[Excerpts from a dataset]
========

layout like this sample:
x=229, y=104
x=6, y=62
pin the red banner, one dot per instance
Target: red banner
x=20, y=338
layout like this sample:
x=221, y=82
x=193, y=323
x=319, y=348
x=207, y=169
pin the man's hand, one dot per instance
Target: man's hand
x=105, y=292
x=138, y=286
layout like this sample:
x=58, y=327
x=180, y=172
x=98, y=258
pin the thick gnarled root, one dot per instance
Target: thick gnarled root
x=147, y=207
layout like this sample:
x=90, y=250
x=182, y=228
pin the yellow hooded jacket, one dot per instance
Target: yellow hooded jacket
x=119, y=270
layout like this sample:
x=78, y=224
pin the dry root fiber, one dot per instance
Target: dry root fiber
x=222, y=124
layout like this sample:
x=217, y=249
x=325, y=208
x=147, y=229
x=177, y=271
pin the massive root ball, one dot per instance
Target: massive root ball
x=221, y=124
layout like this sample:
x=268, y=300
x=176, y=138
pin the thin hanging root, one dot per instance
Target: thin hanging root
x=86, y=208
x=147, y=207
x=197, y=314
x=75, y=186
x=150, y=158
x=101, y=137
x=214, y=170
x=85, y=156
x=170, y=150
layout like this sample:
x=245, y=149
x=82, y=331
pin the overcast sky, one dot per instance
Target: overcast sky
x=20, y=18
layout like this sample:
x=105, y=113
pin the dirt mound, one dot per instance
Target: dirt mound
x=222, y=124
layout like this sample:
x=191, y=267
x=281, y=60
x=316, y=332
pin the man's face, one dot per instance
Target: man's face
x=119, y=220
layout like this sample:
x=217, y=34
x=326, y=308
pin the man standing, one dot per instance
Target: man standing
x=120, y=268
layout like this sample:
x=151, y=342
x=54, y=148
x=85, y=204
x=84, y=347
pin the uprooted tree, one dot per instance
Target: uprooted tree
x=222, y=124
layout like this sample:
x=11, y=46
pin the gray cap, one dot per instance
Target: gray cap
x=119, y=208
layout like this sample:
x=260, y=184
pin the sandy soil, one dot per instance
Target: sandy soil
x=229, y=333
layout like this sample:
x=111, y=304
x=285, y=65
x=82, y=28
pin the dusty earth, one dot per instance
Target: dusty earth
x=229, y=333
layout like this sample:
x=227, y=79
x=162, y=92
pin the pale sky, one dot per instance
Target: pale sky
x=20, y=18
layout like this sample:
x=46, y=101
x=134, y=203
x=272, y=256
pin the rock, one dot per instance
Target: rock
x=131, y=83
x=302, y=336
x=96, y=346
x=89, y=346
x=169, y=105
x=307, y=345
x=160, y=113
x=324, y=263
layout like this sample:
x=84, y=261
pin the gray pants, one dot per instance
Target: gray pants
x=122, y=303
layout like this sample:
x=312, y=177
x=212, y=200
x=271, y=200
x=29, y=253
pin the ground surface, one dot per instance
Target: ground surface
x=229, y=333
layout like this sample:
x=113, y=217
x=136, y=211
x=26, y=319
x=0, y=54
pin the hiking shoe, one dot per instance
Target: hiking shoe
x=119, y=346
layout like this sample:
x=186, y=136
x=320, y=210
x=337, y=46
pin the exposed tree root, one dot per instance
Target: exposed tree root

========

:: Assignment ::
The data should be copied out in full, exactly as it reads.

:: Exercise solution ::
layout like this sample:
x=229, y=104
x=6, y=62
pin the red banner, one dot per instance
Target: red banner
x=20, y=338
layout like this sample:
x=221, y=82
x=193, y=323
x=319, y=348
x=207, y=169
pin the man's hand, one dot per instance
Target: man's hand
x=105, y=292
x=138, y=286
layout like this sample:
x=58, y=327
x=180, y=172
x=98, y=258
pin the thick gnarled root, one dot per instance
Target: thick gnarled root
x=147, y=207
layout like this sample:
x=90, y=250
x=182, y=228
pin the yellow hooded jacket, one dot per instance
Target: yellow hooded jacket
x=119, y=270
layout like this sample:
x=78, y=224
pin the dry root fiber, one dot per instance
Target: dry root fiber
x=222, y=124
layout like this sample:
x=217, y=249
x=325, y=208
x=147, y=229
x=177, y=271
pin the massive root ball, one dot per instance
Target: massive root ball
x=221, y=124
layout like this sample:
x=268, y=300
x=176, y=138
pin the thin hanging root, one dot per instance
Target: thin hanging root
x=86, y=208
x=147, y=207
x=197, y=314
x=75, y=186
x=150, y=158
x=101, y=137
x=214, y=170
x=85, y=156
x=170, y=150
layout like this sample:
x=245, y=149
x=82, y=331
pin the overcast sky, one dot per instance
Target: overcast sky
x=20, y=18
layout like this sample:
x=105, y=113
pin the dirt mound, one dot per instance
Target: dirt mound
x=222, y=124
layout like this sample:
x=191, y=267
x=281, y=60
x=316, y=332
pin the man's face, one dot per instance
Target: man's face
x=119, y=220
layout like this sample:
x=217, y=34
x=326, y=308
pin the man standing, one dot per instance
Target: man standing
x=120, y=268
layout like this sample:
x=151, y=342
x=54, y=148
x=85, y=204
x=84, y=347
pin the uprooted tree, one dot per instance
Target: uprooted tree
x=222, y=124
layout like this sample:
x=11, y=46
pin the gray cap, one dot per instance
Target: gray cap
x=119, y=208
layout like this sample:
x=260, y=184
pin the sandy soil, one dot per instance
Target: sandy soil
x=229, y=333
layout like this sample:
x=111, y=304
x=285, y=65
x=82, y=28
pin the dusty earth, one dot per instance
Target: dusty earth
x=229, y=333
layout like this sample:
x=227, y=79
x=162, y=92
pin the pale sky, one dot per instance
Target: pale sky
x=20, y=18
layout like this sample:
x=46, y=101
x=134, y=203
x=272, y=256
pin the rock, one dot per instance
Target: rock
x=131, y=83
x=302, y=336
x=96, y=346
x=89, y=346
x=169, y=105
x=307, y=345
x=160, y=113
x=324, y=263
layout like this sample:
x=84, y=261
pin the gray pants, one dot per instance
Target: gray pants
x=122, y=303
layout like this sample:
x=312, y=177
x=212, y=200
x=271, y=200
x=29, y=253
pin the ground surface, one dot per instance
Target: ground surface
x=229, y=333
layout like this sample:
x=113, y=217
x=136, y=211
x=26, y=319
x=0, y=54
pin the hiking shoe, one dot per instance
Target: hiking shoe
x=119, y=346
layout like this sample:
x=186, y=136
x=320, y=210
x=337, y=46
pin the exposed tree root, one dot per instance
Target: exposed tree root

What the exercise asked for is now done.